*** Opening of Passage to read ***

The Maria Theresa Armoury (Tereziánská zbrojnice) is a former artillery arsenal in Olomouc in today's Czech Republic. It was built in 1768–1769 as part of the Olomouc Fortress and named after Maria Theresa. Since 1999, the building has been used as the headquarters of the library of the Palacký University Olomouc.

==History==
The Maria Theresa Armoury was built between 1768 and 1769 as an artillery arsenal of the Olomouc Fortress, on the site where the Collegium Nobilium stood. Olomouc had become an important fortified city after the loss of much of Silesia to Austria, and was significantly fortified under Maria Theresa. According to legend, Empress Maria Theresa had the arsenal built on Biskupské Square half in front of the Archbishop's Palace because she had a quarrel with the then Bishop of Olomouc and wanted to prevent him from being able to enter his palace by carriage. Between 1771 and 1778, the arsenal was further expanded.

*** Close of Passage to read ***
*** Opening of Given entries ***

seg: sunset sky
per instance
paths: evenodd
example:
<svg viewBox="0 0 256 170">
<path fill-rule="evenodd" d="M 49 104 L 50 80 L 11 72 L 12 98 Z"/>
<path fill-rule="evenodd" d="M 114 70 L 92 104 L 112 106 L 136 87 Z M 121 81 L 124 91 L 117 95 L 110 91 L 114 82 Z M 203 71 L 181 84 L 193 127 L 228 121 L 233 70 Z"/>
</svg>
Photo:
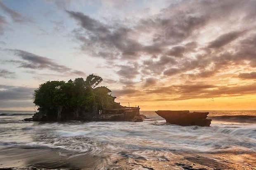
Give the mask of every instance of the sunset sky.
<svg viewBox="0 0 256 170">
<path fill-rule="evenodd" d="M 0 0 L 0 109 L 94 73 L 142 110 L 256 109 L 256 1 Z"/>
</svg>

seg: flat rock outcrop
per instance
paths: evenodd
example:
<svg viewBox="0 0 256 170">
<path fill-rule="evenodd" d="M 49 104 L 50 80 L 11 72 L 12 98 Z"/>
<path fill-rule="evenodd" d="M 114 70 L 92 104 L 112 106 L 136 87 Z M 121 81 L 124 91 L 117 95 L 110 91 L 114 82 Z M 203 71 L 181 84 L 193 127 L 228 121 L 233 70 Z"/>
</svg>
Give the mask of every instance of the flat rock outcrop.
<svg viewBox="0 0 256 170">
<path fill-rule="evenodd" d="M 171 124 L 183 126 L 209 126 L 211 121 L 211 119 L 206 119 L 208 112 L 190 112 L 188 110 L 158 110 L 155 112 Z"/>
</svg>

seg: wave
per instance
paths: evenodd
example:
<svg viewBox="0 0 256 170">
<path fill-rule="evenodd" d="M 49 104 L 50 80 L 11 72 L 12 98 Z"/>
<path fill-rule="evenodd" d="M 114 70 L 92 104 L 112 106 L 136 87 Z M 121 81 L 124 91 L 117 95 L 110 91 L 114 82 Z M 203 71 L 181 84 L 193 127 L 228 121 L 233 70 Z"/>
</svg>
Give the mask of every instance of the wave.
<svg viewBox="0 0 256 170">
<path fill-rule="evenodd" d="M 33 113 L 0 113 L 0 116 L 29 116 L 33 114 Z"/>
<path fill-rule="evenodd" d="M 213 120 L 238 123 L 256 123 L 256 116 L 224 115 L 208 117 Z"/>
</svg>

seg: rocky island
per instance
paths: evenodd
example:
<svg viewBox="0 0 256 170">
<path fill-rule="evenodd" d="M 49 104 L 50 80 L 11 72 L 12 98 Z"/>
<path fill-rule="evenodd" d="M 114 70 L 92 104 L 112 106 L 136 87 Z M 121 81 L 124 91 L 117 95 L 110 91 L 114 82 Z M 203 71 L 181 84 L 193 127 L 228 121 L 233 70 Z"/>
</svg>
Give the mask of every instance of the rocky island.
<svg viewBox="0 0 256 170">
<path fill-rule="evenodd" d="M 96 87 L 102 81 L 93 75 L 84 80 L 48 81 L 34 91 L 34 103 L 38 112 L 25 121 L 142 121 L 140 107 L 126 107 L 114 101 L 116 97 L 105 86 Z"/>
<path fill-rule="evenodd" d="M 211 121 L 211 119 L 206 119 L 209 112 L 190 112 L 188 110 L 158 110 L 155 112 L 171 124 L 210 126 Z"/>
</svg>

*** Close of Given entries ***

### Problem description
Duplicate the passage on the Maria Theresa Armoury from "The Maria Theresa Armoury (Tereziánská" up to and including "Palacký University Olomouc.".

### Solution to this problem
The Maria Theresa Armoury (Tereziánská zbrojnice) is a former artillery arsenal in Olomouc in today's Czech Republic. It was built in 1768–1769 as part of the Olomouc Fortress and named after Maria Theresa. Since 1999, the building has been used as the headquarters of the library of the Palacký University Olomouc.